COS Independent Work Seminar:
A Brave New Data World
Thomas Funkhouser (office hours Thurs 2-4PM, Fri 1:30-2:30PM)
Meeting time and place:
Fridays 3:00-4:20PM, Room 301
This seminar is an opportunity for students to develop individual or small-team software projects in the still new and emerging area of Data Science, which combines concepts, methods, and tools typically taught in Probability and Statistics, Data Mining, and Programming Languages courses, among others. The projects will use the Python stack for data crunching and analysis, including iPython, pandas, matplotlib, SciPy, NumPy, and scikit-learn.
Each team is expected to develop a relatively complete data processing and analysis pipeline, including components for data acquisition, extraction, cleaning, normalization, transformation, aggregation, statistical analysis, classification, and interactive visualization. Students may choose their own data sets and project objectives, in consultation with the instructor. Objectives may include contributions to the open source software libraries used in the seminar.
The end goal of each project is to draw relevant conclusions based on sound methods and real-world data -- which sometimes can be noisy, inconsistent, and insufficient -- processed and analyzed using the Python stack. Conclusions may consist of explanatory theories, predictions, or proposed courses of action regarding the phenomenon that generated the data. Alternative end goals may include demonstrations of the limitations, or unintended consequences (e.g., privacy concerns) of the availability of increasingly large and inter-related data sets in recent years.
Frequently Asked/Anticipated Questions:
- How do I learn Python?
Start with the Python 2.7 tutorial (Note the 2.7 version. That is the one to learn for this seminar). Completing the tutorial will take a couple of days, if you already know a programming language in the C++/Java family, or a bit longer otherwise. After the tutorial, think about a program that you've already developed in another programming language, or you've always wanted to do that. It could be a little game, or some simple task automation tool, or just your favorite sorting algorithm. Write it in Python and compare. You might need to use the Python Standard Library Reference -- that will be your most valuable Python resource until you become an expert. Then develop a couple of more programs, to learn how typical things are done in Python, such as file and directoty manipulation, simple GUI creation, mathematical functions, random numbers, DB access, processing standard data formats such as XML, CSV, HTML, JSON, and so on. If you like Python and would like to become an expert, grab a thorough (though not entertaining) book like Mark Lutz's Learning Python and read about what's going on under the hood, while you keep developing simple applications to sharpen your skills.

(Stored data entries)
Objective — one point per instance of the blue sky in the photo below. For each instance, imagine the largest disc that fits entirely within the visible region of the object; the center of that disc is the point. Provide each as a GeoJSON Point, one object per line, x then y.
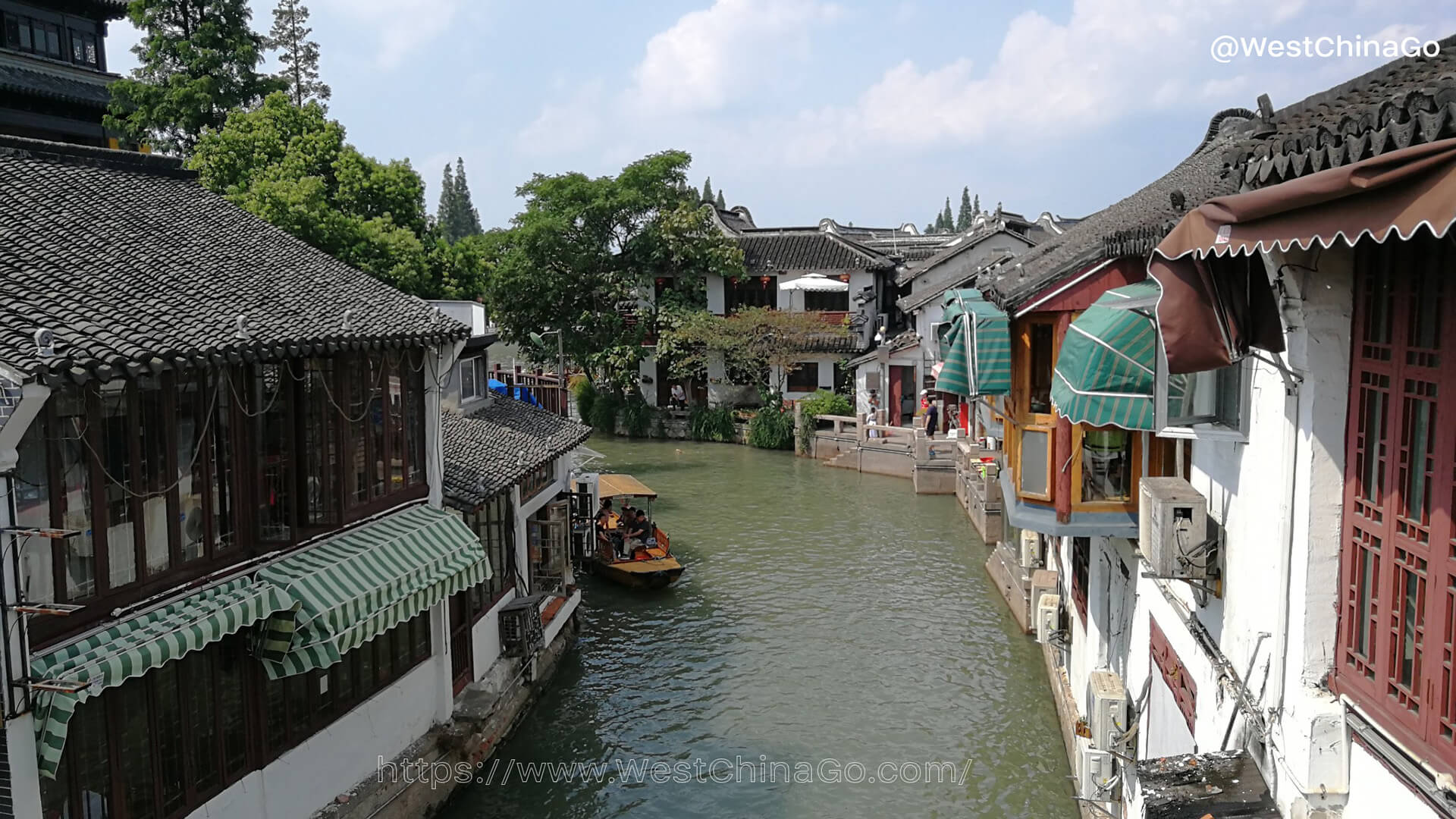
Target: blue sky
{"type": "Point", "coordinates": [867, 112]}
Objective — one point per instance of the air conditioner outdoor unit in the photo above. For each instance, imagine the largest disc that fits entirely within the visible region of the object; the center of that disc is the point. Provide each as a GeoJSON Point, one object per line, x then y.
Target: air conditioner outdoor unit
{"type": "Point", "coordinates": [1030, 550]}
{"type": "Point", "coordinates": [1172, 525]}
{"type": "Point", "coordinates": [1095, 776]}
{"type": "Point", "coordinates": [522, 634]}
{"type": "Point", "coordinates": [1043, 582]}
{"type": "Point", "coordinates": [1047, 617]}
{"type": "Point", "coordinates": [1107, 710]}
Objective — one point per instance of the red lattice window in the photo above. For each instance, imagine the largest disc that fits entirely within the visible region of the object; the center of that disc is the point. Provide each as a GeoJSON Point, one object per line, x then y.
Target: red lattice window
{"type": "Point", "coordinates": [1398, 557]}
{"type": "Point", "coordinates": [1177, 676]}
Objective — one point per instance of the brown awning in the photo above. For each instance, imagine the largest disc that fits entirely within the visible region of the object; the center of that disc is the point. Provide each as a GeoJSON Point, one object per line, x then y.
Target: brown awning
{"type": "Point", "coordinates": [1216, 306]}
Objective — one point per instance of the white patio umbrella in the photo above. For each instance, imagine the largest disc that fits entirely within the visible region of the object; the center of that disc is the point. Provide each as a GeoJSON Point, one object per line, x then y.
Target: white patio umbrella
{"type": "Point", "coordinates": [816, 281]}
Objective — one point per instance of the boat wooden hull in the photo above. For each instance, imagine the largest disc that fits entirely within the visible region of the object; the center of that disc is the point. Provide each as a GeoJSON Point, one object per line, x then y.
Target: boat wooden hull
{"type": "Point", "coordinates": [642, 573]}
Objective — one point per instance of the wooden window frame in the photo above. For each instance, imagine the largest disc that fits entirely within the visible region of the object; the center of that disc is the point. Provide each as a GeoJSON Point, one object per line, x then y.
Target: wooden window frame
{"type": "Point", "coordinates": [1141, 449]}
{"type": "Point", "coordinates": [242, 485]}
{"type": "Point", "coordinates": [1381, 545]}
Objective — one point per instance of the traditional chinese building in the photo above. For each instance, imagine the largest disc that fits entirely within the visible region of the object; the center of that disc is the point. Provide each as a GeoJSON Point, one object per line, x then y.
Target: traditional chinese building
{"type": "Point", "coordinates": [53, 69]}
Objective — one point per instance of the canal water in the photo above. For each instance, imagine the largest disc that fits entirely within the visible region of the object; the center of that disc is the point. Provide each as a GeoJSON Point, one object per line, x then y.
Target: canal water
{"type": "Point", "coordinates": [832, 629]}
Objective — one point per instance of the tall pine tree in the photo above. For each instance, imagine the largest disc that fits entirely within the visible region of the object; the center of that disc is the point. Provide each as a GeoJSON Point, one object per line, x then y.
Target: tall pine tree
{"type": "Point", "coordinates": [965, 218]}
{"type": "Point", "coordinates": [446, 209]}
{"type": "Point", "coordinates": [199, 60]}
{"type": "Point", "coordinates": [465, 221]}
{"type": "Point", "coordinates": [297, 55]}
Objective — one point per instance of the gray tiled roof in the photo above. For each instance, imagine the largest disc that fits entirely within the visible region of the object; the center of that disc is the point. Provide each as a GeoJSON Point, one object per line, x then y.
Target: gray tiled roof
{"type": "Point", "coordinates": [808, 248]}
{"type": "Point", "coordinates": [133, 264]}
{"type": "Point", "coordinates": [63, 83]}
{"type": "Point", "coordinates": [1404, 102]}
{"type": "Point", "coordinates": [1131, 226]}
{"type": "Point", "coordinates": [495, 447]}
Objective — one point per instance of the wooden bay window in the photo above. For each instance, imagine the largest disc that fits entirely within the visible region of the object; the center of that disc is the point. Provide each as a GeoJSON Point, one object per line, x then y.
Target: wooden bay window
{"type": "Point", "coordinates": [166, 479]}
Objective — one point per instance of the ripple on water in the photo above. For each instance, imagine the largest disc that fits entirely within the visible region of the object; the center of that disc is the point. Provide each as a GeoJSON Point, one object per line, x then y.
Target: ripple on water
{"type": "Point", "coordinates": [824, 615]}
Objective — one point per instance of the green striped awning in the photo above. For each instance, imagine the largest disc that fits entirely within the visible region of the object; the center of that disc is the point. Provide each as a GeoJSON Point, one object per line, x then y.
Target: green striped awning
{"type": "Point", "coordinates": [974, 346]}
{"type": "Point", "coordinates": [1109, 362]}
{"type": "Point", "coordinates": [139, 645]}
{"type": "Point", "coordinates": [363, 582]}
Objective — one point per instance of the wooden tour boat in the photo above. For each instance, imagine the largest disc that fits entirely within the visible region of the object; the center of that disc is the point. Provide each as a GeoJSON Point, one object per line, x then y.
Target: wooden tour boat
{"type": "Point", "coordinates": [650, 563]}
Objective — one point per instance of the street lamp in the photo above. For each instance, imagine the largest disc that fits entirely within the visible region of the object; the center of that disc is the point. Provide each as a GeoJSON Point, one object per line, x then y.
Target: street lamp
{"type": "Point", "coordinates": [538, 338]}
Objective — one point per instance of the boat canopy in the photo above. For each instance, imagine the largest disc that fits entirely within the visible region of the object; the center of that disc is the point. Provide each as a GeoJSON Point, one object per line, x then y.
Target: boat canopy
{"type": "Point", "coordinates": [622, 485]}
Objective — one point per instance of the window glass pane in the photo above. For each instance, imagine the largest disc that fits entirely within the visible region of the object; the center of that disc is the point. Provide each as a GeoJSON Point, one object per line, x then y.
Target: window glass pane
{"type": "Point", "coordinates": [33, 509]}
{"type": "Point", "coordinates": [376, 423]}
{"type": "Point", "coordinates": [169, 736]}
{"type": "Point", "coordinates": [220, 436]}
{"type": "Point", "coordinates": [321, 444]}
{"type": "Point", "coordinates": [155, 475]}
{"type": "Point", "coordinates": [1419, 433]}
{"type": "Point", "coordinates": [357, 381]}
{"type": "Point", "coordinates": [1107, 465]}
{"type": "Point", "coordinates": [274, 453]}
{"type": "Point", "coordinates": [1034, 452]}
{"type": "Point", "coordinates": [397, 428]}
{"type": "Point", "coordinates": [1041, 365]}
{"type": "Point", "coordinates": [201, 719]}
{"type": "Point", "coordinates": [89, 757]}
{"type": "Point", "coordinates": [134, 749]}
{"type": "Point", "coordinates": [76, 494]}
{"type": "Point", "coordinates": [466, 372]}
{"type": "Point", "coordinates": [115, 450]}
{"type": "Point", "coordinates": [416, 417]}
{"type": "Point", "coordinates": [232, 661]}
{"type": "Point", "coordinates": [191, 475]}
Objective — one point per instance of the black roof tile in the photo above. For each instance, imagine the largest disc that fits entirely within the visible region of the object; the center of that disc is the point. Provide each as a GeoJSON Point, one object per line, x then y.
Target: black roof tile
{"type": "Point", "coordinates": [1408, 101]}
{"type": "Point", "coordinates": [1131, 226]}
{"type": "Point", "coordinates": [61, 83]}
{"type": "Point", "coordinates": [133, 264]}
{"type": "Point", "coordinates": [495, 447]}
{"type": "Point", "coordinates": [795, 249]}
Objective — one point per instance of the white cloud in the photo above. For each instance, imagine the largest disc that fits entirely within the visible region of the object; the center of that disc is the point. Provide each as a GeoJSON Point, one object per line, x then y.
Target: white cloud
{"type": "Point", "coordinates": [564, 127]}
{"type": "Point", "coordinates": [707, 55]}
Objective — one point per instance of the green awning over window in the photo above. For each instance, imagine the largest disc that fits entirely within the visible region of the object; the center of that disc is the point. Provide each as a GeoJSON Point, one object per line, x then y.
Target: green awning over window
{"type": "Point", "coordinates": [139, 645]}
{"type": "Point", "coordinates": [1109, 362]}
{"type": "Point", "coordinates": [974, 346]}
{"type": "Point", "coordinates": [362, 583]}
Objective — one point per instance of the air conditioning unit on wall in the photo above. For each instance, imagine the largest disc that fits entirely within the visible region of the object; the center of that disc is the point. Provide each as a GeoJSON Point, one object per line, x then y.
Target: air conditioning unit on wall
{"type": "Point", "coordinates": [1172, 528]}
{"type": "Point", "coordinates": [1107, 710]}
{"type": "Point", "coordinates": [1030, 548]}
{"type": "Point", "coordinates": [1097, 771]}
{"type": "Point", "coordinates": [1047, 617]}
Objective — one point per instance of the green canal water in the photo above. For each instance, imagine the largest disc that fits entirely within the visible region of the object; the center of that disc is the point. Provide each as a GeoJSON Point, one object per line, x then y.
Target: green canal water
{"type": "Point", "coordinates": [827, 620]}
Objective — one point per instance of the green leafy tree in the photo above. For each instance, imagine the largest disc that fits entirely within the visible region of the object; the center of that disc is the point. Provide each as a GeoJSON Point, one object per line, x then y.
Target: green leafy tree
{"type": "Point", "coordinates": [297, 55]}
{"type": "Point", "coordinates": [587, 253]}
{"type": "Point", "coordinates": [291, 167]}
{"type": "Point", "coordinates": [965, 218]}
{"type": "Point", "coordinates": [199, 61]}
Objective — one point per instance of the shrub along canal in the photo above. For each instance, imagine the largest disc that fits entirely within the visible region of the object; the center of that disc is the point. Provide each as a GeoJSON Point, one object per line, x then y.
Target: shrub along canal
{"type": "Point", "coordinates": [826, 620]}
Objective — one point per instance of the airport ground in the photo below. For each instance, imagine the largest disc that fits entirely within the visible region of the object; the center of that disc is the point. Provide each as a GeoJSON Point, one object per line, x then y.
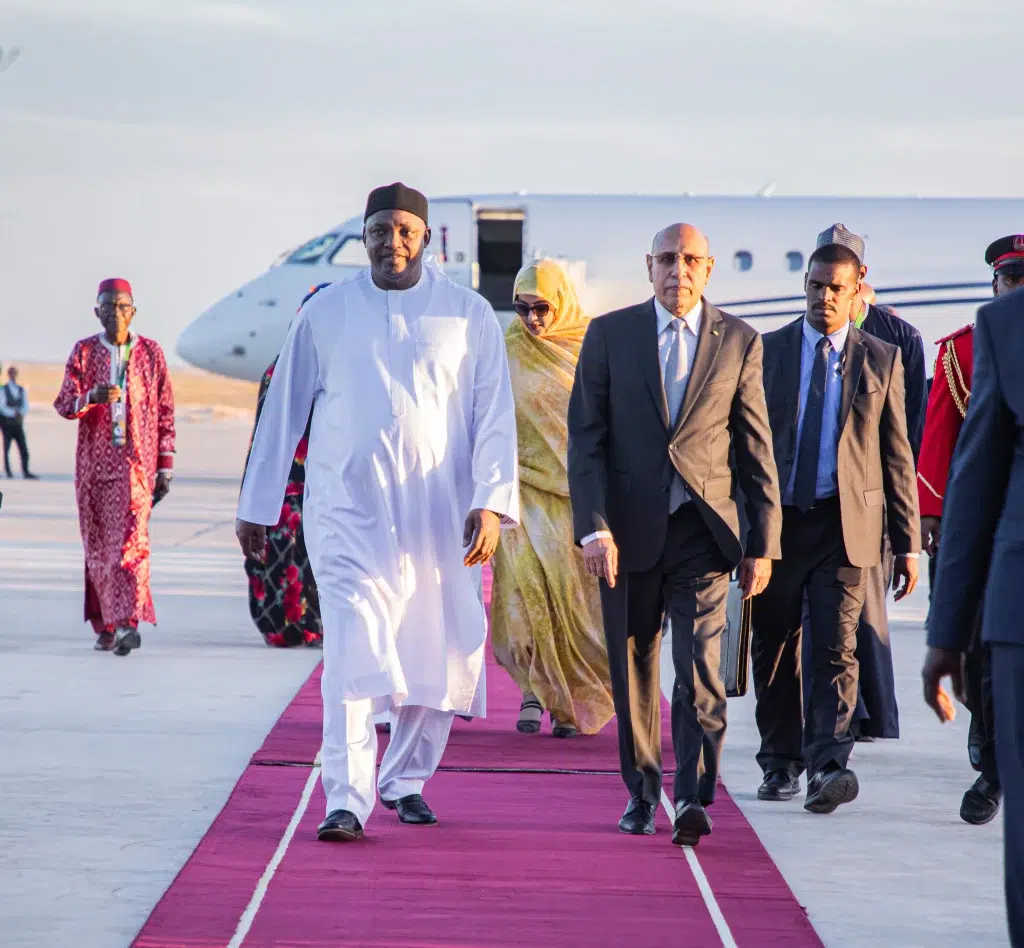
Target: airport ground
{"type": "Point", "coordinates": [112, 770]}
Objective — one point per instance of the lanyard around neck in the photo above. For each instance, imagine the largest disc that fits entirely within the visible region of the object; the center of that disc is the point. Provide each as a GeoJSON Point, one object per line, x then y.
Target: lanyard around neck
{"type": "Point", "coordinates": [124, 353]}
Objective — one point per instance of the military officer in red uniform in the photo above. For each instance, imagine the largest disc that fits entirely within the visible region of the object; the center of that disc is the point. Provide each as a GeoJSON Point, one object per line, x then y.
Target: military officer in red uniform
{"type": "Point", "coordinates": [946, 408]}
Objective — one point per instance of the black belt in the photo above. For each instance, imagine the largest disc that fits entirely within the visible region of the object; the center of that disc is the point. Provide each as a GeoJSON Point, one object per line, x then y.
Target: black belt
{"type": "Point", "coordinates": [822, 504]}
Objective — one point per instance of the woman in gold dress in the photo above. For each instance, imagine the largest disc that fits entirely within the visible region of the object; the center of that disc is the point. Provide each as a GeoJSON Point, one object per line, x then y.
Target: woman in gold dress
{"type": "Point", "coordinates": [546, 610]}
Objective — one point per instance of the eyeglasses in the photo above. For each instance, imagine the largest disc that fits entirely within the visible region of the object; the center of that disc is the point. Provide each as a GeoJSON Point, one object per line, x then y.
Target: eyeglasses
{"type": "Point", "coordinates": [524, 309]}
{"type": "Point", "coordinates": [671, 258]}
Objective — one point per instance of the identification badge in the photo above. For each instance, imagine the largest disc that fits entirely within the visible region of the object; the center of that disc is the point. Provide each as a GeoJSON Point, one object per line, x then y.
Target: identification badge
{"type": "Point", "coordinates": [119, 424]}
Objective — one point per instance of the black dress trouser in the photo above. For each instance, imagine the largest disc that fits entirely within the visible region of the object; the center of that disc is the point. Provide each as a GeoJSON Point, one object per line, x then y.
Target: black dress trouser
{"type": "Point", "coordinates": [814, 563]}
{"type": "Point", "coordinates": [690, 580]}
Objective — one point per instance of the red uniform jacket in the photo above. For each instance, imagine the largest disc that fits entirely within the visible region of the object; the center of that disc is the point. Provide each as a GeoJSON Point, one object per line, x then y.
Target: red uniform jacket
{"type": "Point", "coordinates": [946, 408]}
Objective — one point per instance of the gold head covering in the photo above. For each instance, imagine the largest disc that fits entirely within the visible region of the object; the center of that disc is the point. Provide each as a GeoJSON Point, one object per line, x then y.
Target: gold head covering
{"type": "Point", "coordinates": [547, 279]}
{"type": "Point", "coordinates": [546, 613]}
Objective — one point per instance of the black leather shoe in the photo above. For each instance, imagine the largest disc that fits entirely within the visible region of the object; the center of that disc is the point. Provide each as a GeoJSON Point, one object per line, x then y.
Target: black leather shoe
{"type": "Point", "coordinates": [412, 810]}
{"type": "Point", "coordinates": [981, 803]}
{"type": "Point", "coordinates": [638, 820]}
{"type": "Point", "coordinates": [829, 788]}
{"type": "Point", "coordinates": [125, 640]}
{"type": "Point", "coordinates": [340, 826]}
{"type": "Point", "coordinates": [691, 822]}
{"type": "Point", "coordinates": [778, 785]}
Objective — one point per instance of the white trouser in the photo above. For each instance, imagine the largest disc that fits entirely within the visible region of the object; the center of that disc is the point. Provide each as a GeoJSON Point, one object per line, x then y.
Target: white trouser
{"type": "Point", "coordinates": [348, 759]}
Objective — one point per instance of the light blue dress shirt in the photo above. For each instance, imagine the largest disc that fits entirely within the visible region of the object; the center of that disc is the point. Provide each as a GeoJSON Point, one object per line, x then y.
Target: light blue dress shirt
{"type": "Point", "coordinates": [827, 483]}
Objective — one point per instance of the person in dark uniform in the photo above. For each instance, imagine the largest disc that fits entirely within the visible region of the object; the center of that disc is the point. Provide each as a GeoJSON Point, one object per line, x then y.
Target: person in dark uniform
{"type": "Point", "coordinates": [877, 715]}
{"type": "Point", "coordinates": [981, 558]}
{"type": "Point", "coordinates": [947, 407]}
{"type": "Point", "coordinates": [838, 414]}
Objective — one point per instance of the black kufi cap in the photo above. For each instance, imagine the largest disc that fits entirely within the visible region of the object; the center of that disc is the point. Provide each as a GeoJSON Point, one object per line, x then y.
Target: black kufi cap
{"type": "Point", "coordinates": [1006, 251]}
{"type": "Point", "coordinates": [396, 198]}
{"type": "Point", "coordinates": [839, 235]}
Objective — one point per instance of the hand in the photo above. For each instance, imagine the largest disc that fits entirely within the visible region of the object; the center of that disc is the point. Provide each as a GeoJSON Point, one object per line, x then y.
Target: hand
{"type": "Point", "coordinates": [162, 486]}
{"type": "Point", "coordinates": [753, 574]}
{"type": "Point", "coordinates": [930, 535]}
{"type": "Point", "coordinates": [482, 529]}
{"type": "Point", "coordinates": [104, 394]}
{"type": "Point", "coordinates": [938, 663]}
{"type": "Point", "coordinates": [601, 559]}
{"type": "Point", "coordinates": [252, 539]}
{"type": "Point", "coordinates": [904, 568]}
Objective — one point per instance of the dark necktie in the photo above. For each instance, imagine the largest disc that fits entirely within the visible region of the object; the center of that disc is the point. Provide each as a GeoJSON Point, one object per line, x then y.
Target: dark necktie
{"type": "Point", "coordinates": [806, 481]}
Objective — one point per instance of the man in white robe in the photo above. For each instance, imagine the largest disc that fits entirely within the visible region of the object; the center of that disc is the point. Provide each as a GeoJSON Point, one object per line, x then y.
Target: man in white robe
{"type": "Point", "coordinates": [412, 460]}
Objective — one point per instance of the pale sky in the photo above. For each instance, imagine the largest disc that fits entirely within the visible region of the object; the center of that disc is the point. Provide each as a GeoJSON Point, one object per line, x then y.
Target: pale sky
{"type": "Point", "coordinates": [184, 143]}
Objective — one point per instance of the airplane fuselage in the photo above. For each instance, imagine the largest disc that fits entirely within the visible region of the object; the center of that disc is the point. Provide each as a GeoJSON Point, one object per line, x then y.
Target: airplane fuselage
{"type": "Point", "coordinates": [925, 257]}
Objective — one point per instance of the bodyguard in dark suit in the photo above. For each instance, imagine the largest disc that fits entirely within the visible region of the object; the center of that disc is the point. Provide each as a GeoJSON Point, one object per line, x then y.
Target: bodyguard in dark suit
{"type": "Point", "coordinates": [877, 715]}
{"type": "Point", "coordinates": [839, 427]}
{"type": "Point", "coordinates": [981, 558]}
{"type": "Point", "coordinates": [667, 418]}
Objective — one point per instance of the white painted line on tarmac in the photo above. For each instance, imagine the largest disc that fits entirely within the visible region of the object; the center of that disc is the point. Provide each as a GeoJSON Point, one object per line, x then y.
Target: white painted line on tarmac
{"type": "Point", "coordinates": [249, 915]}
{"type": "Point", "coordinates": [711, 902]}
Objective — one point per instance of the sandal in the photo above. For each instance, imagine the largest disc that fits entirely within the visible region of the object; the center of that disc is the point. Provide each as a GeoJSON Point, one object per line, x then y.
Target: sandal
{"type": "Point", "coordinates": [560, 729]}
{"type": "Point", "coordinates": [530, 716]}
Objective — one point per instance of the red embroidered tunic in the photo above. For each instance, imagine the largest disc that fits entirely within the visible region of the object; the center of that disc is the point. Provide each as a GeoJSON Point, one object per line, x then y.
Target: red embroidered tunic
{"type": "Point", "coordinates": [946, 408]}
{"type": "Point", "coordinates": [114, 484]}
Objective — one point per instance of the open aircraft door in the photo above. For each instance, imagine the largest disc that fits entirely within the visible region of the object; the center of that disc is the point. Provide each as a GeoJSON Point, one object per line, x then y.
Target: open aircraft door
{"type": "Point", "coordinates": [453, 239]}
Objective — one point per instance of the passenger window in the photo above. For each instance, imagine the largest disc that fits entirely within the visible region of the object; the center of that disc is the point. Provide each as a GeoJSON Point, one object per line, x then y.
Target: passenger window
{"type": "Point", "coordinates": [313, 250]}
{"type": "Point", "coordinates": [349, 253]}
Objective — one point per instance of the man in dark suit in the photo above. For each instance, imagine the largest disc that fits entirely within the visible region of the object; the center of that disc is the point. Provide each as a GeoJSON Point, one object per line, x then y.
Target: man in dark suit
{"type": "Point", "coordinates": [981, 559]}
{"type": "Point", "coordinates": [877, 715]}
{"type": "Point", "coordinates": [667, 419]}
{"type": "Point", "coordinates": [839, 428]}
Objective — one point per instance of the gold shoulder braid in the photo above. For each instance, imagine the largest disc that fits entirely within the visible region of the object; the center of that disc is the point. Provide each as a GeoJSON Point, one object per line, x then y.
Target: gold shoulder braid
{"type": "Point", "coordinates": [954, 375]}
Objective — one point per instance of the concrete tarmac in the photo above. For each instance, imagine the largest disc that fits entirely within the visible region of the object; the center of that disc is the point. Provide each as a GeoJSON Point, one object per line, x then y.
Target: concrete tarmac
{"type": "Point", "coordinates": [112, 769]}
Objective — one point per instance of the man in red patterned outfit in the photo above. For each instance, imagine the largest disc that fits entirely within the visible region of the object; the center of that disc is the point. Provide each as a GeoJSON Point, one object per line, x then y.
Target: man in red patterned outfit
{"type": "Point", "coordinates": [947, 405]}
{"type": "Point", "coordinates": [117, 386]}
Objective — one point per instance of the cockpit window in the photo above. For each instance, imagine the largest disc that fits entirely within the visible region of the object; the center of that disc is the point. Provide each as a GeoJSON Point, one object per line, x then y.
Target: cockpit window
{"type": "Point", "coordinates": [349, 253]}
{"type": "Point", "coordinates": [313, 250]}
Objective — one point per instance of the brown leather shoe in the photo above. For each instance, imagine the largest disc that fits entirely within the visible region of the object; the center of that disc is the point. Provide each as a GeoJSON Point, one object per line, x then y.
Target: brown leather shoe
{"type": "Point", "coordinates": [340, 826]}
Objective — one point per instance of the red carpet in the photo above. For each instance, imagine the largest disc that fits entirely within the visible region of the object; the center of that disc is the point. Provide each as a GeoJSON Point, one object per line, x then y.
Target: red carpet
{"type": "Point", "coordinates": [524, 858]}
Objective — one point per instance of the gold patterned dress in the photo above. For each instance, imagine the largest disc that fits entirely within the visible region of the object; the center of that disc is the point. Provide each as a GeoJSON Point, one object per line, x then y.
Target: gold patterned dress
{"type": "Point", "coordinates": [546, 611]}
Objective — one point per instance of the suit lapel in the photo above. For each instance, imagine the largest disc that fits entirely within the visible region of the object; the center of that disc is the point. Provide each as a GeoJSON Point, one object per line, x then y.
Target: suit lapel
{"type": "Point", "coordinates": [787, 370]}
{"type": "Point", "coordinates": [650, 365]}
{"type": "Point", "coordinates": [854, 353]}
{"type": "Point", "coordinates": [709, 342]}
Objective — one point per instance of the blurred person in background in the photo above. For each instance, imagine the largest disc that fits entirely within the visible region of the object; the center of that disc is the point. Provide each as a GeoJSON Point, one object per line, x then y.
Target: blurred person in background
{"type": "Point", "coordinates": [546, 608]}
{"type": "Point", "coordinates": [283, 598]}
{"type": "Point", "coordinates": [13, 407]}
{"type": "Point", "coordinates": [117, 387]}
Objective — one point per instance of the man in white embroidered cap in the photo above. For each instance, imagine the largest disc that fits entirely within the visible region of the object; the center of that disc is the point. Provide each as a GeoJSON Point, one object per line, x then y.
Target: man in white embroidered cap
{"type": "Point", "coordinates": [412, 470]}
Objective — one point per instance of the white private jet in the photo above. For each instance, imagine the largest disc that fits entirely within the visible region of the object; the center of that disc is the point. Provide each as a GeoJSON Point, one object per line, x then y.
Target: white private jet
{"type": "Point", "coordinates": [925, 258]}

*GIVEN EXERCISE*. Translate this sentence from the seminar description into Spanish: "Students may choose their own data sets and project objectives, in consultation with the instructor." The material plays no part here.

*WRITTEN RESPONSE*. Los estudiantes pueden elegir sus propios conjuntos de datos y objetivos de proyecto, en consulta con el instructor.